Materials provided:
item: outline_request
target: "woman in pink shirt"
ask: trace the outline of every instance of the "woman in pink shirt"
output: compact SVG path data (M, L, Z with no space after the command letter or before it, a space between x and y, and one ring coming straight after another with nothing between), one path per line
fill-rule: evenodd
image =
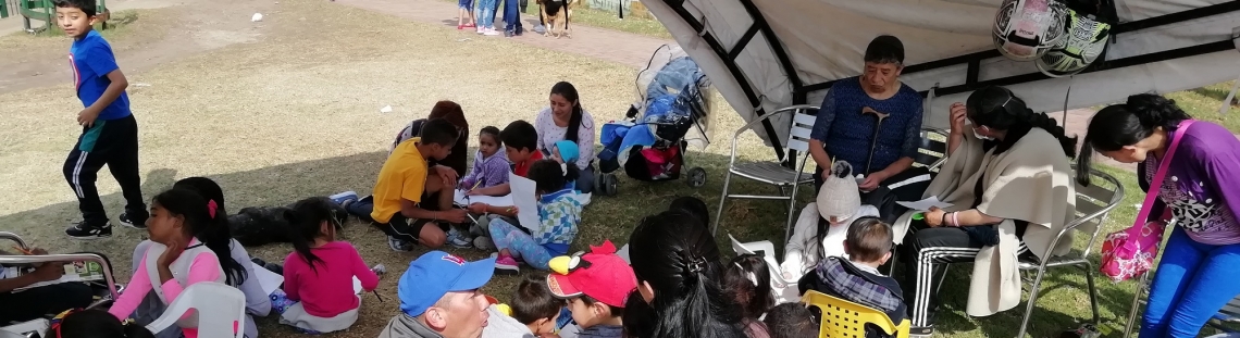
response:
M272 295L280 323L311 334L347 329L357 321L362 298L353 276L365 291L379 284L353 245L336 241L331 203L324 197L301 199L285 215L294 251L284 259L284 291Z
M129 287L108 311L113 316L128 318L148 292L169 305L192 284L246 279L242 265L229 255L228 227L216 225L227 222L216 201L174 188L153 198L150 214L146 230L155 243L134 267ZM198 323L188 314L176 324L186 338L196 338Z

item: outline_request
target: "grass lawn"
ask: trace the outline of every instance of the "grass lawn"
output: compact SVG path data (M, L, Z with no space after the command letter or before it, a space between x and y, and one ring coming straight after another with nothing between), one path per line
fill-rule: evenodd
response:
M657 32L632 27L661 27L640 19L605 26L610 24L604 19L614 14L584 9L574 12L578 14L575 22L582 25L651 36ZM590 19L594 15L596 19ZM145 20L143 16L135 27ZM558 80L577 85L596 125L621 118L635 99L631 83L636 69L621 64L507 40L460 40L459 32L439 25L413 24L329 1L284 0L279 16L265 22L272 27L260 43L238 43L129 76L130 83L150 84L131 87L129 92L141 125L141 170L148 197L190 176L207 176L219 182L233 212L252 206L281 206L345 189L366 194L374 184L393 134L408 120L423 118L436 100L460 103L471 130L476 131L485 125L502 128L513 119L532 120L546 105L548 89ZM0 53L29 41L26 36L0 37ZM505 54L508 64L522 66L501 67L490 58L461 54ZM557 62L541 62L548 57ZM476 72L479 68L489 71ZM108 254L117 264L117 274L128 280L129 258L144 232L118 229L112 239L91 243L71 241L62 234L62 229L78 218L77 203L61 173L64 152L79 132L72 113L81 105L66 80L51 88L0 94L0 120L21 126L0 134L4 141L0 142L0 167L6 168L0 172L0 189L20 196L0 204L0 224L5 224L4 230L16 232L51 251ZM1210 93L1214 92L1185 92L1172 97L1195 116L1218 116L1224 125L1240 126L1235 119L1223 119L1233 115L1210 113L1216 109L1216 103L1211 106L1209 102L1216 95ZM384 105L392 105L394 111L379 113ZM665 209L676 196L699 197L715 207L728 163L728 137L742 120L725 105L717 106L714 113L714 144L706 151L694 150L687 158L689 166L707 170L704 187L689 188L683 182L642 183L620 175L619 196L595 197L587 207L573 250L605 239L624 245L641 217ZM470 135L470 144L477 144L476 135ZM738 154L743 160L771 156L753 134L744 135L739 144ZM1102 233L1109 233L1131 224L1132 204L1140 202L1140 194L1133 193L1138 188L1132 173L1102 170L1118 178L1130 192L1106 223ZM740 192L775 192L744 180L734 183L734 189ZM100 173L98 184L104 204L115 217L123 203L119 188L105 172ZM810 193L805 192L801 198L808 201ZM740 240L779 239L784 235L785 208L786 204L775 202L733 202L722 215L712 215L724 219L717 241L728 253L730 246L723 234L733 234ZM384 302L363 296L361 319L351 331L334 336L374 337L399 311L394 301L397 279L412 259L427 250L393 253L382 233L356 220L347 224L341 236L353 243L367 262L387 265L389 274L378 290ZM281 261L291 246L273 244L248 250L268 261ZM448 251L467 259L489 254ZM1023 305L985 318L963 314L967 271L954 269L949 276L936 336L1013 336ZM533 274L528 269L523 272ZM1058 336L1089 316L1084 276L1070 269L1060 272L1064 274L1052 274L1045 280L1045 292L1030 322L1033 337ZM518 280L496 277L484 291L508 300ZM1117 337L1127 317L1133 284L1097 281L1101 328L1105 334ZM259 327L264 337L303 337L278 324L274 317L259 319Z

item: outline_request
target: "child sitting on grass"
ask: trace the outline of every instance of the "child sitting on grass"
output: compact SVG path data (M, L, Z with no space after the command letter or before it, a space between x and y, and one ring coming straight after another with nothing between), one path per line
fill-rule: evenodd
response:
M379 284L357 249L336 240L331 203L312 197L293 206L286 217L294 251L284 259L283 292L272 295L280 323L310 334L343 331L357 322L362 300L353 292L353 276L366 291Z
M637 276L615 253L608 240L591 245L590 253L552 261L556 274L547 276L547 286L556 297L568 300L573 322L582 328L578 337L624 337L625 300L637 288Z
M461 177L461 189L474 191L508 183L508 158L500 152L500 129L484 126L477 134L477 154L474 155L474 167Z
M103 310L68 310L52 318L48 338L155 338L134 321L122 322Z
M474 155L474 167L470 168L469 173L461 177L458 189L465 192L466 196L477 196L476 192L481 191L495 191L491 189L495 186L508 184L508 158L500 152L500 145L502 141L500 139L500 129L495 126L485 126L482 131L477 135L477 154ZM466 198L467 201L467 198ZM476 213L481 215L482 213ZM477 228L470 228L470 232L461 232L456 227L451 227L448 230L448 244L455 248L469 249L479 248L482 250L490 250L492 246L490 239L477 239L470 238L471 233L480 236L490 235L481 224Z
M108 312L129 318L149 292L167 306L197 282L239 285L247 277L246 269L231 255L227 215L216 206L216 201L184 188L156 194L146 219L154 243ZM197 318L181 318L176 324L186 338L198 337Z
M564 308L564 301L552 296L547 288L547 276L527 275L517 285L517 292L512 295L511 317L494 305L486 308L490 319L486 328L482 328L482 338L529 338L554 334L560 308Z
M878 271L892 258L892 225L877 217L863 217L848 225L844 251L849 259L826 258L815 271L797 282L801 293L807 290L859 303L887 313L893 323L908 317L904 293L895 279ZM867 338L889 337L880 329L866 327Z
M568 173L565 176L565 172ZM539 224L515 225L503 218L492 219L489 225L491 240L500 250L495 260L496 274L520 274L517 259L538 270L547 270L552 258L568 254L568 245L577 236L582 222L582 203L574 198L564 183L577 173L577 167L560 167L553 160L534 162L529 178L534 181L538 198ZM516 212L516 208L512 208Z
M750 338L766 338L766 326L759 318L775 306L766 261L754 254L739 255L724 269L723 287L740 306L740 324L745 327L745 333Z
M817 201L805 206L792 227L792 238L787 240L784 262L780 264L784 279L800 279L822 258L847 258L839 243L844 240L848 224L861 217L878 217L878 208L861 204L852 166L836 161L831 166L831 177L818 191Z

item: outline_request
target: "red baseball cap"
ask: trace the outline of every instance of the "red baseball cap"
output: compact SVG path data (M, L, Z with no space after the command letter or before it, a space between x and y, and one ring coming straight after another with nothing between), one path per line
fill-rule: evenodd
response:
M554 274L547 275L547 287L560 298L590 296L609 306L624 307L629 292L637 288L632 267L615 254L610 240L590 245L590 253L559 256L548 264Z

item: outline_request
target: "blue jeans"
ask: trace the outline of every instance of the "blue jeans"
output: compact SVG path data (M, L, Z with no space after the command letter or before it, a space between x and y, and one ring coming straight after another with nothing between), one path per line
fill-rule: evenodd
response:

Direction: Copy out the items from their first line through the line containing "M272 295L280 323L311", including both ends, and leave the pictures out of your answer.

Task result:
item: outline_request
target: "woman in pink shirt"
ask: trace the outline of every instance of the "woman in pink shirt"
output: compact SVG path data (M, L, Z with no space after the command letter or before it, a space between x and y, and one ring coming straight after another with nothing between), one path per line
fill-rule: evenodd
image =
response:
M272 295L280 323L311 334L347 329L357 321L362 298L353 276L365 291L379 284L353 245L336 241L331 203L324 197L301 199L285 215L294 251L284 259L284 291Z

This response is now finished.